Tasks and exercises:
1. Please condense the paragraph of the whiplash claims article that begins "Justice minister Caroline Dinenage" into a single shorter sentence that keeps its main facts.
2. Carry on the whiplash claims article from its last sentence.

Document excerpt:
((
Limitation periods for whiplash claims and potential changes to the small claims limit will be included in a report on tackling insurance fraud due out next month, the government revealed today. 

The insurance fraud taskforce, set up almost a year ago by former justice secretary Chris Grayling, is expected to give its recommendations for reducing bogus claims by the end of the year.

Justice minister Caroline Dinenage (pictured) today confirmed proposals on the small claims limit - which the government opted not to increase from £1,000 to £5,000 two years ago - will be included in the report.

Dinenage also hinted that the three-year limitation period for making a whiplash claim may be re-examined.

‘This issue is going to be considered by the insurance fraud taskforce which will report shortly,’ she told a Westminster Hall debate.

‘The government has not ruled out further reforms to this market. The government takes this subject very very seriously and remains committed to continuing the reform process to the benefit of all.’

The Ministry of Justice had been pressed by Lincoln MP Karl McCartney to commit to a £5,000 small claims limit and 12-month threshold for making a whiplash claim.

His Conservative colleague Chris Philp, MP for Croydon South, went further and called for the government to require people to seek medical help within a week of an accident to be eligible to make a claim.
))
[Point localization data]
((
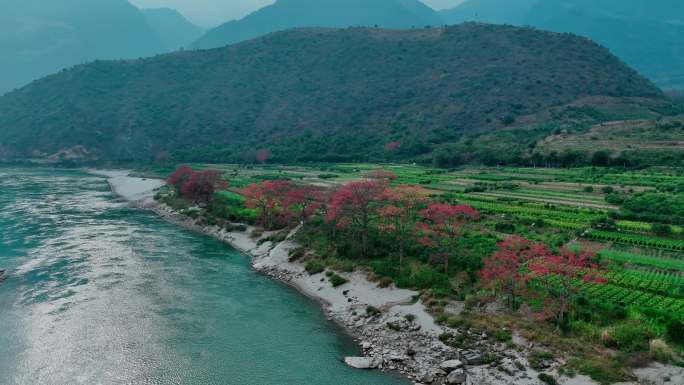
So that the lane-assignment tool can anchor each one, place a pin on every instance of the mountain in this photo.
(646, 35)
(319, 95)
(490, 11)
(39, 37)
(286, 14)
(172, 27)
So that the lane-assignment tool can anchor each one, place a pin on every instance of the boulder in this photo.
(457, 376)
(473, 358)
(431, 375)
(361, 362)
(451, 365)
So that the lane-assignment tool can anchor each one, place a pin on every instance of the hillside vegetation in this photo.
(320, 94)
(38, 37)
(286, 14)
(646, 35)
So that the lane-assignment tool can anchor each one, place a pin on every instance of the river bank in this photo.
(402, 336)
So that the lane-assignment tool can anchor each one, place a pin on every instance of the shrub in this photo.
(661, 351)
(661, 229)
(547, 379)
(505, 227)
(372, 310)
(675, 330)
(607, 190)
(337, 280)
(502, 335)
(631, 336)
(314, 267)
(385, 282)
(601, 370)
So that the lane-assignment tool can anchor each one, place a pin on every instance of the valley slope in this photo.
(321, 95)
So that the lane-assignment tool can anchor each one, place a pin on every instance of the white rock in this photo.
(450, 365)
(361, 362)
(457, 376)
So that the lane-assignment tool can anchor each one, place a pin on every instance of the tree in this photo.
(392, 146)
(355, 205)
(381, 174)
(268, 198)
(556, 276)
(506, 271)
(399, 217)
(302, 202)
(262, 156)
(178, 178)
(201, 186)
(442, 227)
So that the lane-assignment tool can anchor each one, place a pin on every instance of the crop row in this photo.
(633, 297)
(665, 285)
(635, 240)
(644, 260)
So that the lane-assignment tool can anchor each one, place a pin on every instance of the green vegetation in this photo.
(617, 278)
(218, 105)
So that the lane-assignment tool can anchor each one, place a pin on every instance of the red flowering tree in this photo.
(442, 227)
(269, 199)
(398, 218)
(556, 277)
(381, 174)
(302, 202)
(201, 186)
(392, 146)
(355, 205)
(262, 156)
(533, 271)
(179, 177)
(506, 272)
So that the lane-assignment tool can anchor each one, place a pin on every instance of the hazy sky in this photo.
(209, 13)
))
Expected responses:
1. Justice minister Caroline Dinenage confirmed that the report will include small claims limit proposals, after the government declined two years ago to raise the limit from £1,000 to £5,000.

2.
McCartney said reforms such as the ban on referral fees, a panel of independent whiplash experts and clampdowns on rogue claims management companies have had ‘little effect’ and claims numbers have reached a ‘record high’.

Dinenage later stated that whiplash claims have fallen by 70,000 since 2011.

McCartney said the government should remove damages compensation for road traffic accidents and instead require insurers to pay only rehabilitation costs.

He added: ‘It is still too easy to make a claim and the rewards have created and maintained the effects we see. There is too much cash in the PI system.’

Labour's shadow justice minister Andy Slaughter said increasing the small claims limit to £5,000 would effectively remove claimant lawyers from the process but do little to combat fraud.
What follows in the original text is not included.